_PROBLEM STATEMENT_: Copy exactly the line that contains "Point out every instance of the finger in" plus all remaining lines of the data, and leave out every line before it.

_INFORMATION GIVEN_:
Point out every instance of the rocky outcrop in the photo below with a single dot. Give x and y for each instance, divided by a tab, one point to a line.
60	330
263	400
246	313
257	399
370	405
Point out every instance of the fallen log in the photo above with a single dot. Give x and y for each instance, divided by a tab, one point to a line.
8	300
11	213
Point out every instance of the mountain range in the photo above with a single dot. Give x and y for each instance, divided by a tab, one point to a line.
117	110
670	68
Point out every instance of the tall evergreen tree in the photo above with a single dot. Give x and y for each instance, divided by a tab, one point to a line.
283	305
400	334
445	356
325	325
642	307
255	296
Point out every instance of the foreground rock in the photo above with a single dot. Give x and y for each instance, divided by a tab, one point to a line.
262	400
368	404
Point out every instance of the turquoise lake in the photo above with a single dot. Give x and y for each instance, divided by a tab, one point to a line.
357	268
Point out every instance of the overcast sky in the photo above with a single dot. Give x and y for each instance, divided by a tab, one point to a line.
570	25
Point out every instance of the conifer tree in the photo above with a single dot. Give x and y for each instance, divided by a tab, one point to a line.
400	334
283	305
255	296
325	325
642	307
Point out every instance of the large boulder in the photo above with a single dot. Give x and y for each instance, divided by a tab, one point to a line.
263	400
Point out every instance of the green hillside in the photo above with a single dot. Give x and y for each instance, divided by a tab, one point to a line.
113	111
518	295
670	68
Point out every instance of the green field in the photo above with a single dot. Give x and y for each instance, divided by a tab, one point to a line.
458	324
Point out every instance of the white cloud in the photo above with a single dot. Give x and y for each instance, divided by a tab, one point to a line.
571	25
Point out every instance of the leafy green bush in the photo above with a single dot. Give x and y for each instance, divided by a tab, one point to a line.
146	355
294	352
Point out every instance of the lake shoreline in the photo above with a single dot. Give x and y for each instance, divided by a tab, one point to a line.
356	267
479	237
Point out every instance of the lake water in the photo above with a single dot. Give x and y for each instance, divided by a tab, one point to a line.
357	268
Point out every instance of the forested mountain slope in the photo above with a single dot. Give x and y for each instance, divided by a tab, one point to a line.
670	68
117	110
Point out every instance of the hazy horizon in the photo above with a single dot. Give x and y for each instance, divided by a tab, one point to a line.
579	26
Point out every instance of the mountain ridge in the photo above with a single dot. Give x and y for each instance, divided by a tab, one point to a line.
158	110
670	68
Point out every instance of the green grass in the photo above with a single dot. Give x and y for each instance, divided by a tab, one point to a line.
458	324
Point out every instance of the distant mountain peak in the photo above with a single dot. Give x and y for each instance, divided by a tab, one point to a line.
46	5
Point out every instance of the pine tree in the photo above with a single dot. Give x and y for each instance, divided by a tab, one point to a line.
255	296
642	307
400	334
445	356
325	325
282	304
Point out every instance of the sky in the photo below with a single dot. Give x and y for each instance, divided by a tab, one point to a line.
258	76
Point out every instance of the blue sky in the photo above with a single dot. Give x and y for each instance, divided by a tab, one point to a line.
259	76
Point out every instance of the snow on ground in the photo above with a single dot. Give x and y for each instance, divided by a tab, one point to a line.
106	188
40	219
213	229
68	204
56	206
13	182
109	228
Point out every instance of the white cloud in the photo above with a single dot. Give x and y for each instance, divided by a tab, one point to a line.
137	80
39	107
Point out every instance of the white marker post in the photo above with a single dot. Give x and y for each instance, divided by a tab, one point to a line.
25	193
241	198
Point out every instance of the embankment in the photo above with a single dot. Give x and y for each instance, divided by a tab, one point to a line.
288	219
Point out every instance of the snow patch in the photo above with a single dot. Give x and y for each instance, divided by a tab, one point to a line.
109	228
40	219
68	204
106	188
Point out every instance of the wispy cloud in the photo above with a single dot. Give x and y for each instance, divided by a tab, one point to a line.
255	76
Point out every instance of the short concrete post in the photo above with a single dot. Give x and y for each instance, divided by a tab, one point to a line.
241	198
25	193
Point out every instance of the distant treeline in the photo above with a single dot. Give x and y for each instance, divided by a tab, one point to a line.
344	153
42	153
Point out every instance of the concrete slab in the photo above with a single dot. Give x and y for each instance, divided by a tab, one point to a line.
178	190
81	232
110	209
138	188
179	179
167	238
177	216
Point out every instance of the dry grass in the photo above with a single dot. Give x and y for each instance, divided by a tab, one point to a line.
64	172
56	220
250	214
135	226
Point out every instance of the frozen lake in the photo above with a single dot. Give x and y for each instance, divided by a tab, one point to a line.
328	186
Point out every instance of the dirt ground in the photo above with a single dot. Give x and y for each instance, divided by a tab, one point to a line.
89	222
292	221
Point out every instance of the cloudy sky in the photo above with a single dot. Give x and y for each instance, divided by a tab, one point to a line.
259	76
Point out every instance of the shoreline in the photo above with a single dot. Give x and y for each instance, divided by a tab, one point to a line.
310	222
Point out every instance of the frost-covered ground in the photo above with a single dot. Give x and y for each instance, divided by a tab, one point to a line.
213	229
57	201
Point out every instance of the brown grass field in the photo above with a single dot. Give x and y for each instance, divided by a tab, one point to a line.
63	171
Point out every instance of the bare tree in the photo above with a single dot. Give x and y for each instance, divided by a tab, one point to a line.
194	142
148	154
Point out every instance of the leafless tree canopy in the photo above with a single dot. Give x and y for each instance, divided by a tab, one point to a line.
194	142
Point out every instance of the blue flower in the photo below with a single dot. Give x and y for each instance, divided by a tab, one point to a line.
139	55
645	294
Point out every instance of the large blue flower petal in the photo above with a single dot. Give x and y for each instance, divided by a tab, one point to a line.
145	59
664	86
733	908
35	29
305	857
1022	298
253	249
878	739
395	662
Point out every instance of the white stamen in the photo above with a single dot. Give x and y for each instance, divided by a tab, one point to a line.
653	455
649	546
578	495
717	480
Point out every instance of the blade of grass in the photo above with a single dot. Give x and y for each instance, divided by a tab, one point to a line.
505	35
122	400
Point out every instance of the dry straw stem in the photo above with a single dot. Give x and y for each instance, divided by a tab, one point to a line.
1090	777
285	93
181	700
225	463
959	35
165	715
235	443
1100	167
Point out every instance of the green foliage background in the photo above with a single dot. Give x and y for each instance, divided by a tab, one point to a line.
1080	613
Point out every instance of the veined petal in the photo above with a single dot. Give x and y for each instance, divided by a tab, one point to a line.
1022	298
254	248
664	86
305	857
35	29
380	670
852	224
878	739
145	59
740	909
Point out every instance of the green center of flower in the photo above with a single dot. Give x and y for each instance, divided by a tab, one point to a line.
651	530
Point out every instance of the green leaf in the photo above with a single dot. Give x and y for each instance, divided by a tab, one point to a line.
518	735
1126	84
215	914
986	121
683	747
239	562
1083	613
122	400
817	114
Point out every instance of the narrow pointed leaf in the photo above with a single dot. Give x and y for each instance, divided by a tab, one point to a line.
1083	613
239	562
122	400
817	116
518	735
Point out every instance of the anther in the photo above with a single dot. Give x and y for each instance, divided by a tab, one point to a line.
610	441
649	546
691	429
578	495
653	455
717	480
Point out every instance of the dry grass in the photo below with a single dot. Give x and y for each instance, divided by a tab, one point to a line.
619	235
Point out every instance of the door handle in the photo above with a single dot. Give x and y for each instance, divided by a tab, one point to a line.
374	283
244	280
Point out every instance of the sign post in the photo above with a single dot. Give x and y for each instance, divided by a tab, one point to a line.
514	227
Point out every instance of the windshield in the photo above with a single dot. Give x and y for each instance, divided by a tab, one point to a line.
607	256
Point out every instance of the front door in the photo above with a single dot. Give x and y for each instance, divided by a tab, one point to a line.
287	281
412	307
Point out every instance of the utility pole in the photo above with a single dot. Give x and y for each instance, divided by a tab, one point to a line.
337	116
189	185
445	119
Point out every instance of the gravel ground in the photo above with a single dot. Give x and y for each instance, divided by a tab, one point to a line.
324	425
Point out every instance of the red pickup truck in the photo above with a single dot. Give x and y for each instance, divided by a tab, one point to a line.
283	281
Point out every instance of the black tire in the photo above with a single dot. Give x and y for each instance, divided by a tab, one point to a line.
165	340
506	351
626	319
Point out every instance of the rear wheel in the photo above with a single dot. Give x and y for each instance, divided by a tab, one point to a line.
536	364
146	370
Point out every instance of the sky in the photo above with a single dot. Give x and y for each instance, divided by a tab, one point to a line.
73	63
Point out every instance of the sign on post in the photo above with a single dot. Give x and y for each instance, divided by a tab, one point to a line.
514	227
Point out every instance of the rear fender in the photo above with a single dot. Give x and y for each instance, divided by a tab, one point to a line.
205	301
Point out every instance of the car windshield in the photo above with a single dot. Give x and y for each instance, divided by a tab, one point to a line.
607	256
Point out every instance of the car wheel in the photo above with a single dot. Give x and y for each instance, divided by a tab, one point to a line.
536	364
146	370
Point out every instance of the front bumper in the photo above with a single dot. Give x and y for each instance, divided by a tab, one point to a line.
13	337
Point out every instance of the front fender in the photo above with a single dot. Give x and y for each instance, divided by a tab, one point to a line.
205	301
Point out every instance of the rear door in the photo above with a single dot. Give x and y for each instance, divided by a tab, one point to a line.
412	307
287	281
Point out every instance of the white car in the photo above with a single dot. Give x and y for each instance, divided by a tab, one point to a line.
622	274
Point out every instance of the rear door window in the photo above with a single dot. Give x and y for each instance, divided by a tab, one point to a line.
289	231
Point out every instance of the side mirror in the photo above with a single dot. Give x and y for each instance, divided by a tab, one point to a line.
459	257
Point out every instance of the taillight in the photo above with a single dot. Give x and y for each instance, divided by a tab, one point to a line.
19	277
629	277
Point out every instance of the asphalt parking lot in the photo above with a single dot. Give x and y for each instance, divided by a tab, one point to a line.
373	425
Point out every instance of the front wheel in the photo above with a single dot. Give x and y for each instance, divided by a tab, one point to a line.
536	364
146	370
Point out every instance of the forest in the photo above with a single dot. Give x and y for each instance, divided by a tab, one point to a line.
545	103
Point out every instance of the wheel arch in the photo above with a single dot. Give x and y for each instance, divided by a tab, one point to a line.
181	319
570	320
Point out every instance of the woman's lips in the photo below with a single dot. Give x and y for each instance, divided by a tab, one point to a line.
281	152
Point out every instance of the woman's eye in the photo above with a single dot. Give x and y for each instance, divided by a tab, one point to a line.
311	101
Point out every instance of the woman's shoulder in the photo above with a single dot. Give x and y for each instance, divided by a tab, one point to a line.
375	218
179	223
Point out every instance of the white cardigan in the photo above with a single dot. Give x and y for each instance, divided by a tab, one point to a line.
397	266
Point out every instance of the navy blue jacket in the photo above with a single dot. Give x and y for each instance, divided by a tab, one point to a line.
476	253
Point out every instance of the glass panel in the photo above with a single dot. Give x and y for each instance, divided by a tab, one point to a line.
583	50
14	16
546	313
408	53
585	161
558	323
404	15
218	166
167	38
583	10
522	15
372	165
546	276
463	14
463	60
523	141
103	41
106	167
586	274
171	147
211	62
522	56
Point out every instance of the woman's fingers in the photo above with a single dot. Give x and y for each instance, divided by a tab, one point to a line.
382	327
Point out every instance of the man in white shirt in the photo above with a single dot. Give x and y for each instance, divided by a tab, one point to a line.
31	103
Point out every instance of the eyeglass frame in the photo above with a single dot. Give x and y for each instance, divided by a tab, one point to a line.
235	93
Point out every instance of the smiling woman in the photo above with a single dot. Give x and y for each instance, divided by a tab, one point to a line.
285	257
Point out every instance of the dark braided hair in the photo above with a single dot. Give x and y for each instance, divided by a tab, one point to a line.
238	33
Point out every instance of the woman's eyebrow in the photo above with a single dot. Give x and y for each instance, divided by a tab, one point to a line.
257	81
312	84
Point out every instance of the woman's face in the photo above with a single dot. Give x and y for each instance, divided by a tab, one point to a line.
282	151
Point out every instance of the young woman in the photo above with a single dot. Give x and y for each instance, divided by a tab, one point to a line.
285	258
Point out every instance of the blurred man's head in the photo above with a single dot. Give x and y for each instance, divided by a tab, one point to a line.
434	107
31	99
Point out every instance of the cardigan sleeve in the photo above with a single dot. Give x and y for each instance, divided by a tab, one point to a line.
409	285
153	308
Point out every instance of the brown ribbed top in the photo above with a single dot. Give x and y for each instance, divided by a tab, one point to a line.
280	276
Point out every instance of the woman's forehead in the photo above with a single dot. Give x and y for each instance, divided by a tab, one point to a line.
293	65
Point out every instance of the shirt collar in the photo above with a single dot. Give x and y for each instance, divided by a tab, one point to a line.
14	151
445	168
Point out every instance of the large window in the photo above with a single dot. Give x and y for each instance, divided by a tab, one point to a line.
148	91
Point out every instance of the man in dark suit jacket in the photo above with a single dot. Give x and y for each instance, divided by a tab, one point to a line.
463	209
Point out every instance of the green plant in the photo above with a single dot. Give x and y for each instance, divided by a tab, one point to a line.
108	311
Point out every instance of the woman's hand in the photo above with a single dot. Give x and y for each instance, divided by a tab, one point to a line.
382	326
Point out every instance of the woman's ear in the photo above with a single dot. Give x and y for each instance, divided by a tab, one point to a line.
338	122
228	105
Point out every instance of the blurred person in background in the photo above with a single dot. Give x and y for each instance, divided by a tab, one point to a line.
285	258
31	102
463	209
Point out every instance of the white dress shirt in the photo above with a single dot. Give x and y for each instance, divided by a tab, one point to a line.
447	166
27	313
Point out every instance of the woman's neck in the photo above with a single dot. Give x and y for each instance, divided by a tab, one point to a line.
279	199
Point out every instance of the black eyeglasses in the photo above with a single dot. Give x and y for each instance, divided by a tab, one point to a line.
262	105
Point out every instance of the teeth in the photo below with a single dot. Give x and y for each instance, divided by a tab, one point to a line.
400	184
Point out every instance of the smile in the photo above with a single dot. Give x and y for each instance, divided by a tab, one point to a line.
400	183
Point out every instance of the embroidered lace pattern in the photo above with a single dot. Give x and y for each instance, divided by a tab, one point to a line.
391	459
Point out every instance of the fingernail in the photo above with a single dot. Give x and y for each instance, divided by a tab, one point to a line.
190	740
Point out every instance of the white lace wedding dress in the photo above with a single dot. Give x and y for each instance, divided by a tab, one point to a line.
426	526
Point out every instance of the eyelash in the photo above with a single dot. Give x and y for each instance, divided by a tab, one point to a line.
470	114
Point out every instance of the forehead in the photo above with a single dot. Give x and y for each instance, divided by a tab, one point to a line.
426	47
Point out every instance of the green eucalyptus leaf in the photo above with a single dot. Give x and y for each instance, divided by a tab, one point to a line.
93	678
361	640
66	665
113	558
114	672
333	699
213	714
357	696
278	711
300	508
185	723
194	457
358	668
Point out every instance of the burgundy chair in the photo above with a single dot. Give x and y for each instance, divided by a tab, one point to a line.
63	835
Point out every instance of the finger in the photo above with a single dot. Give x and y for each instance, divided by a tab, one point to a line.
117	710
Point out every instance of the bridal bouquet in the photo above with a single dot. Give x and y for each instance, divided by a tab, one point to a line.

_THE ANSWER_:
Point out every instance of the finger in the photo above with a single dot. Give x and y for each instance, divided by a tab, one point to a line.
117	710
Point out every instance of the bridal bouquet in the photo above with a single dot. Give x and y for each instance, divided by a tab, one point to a line.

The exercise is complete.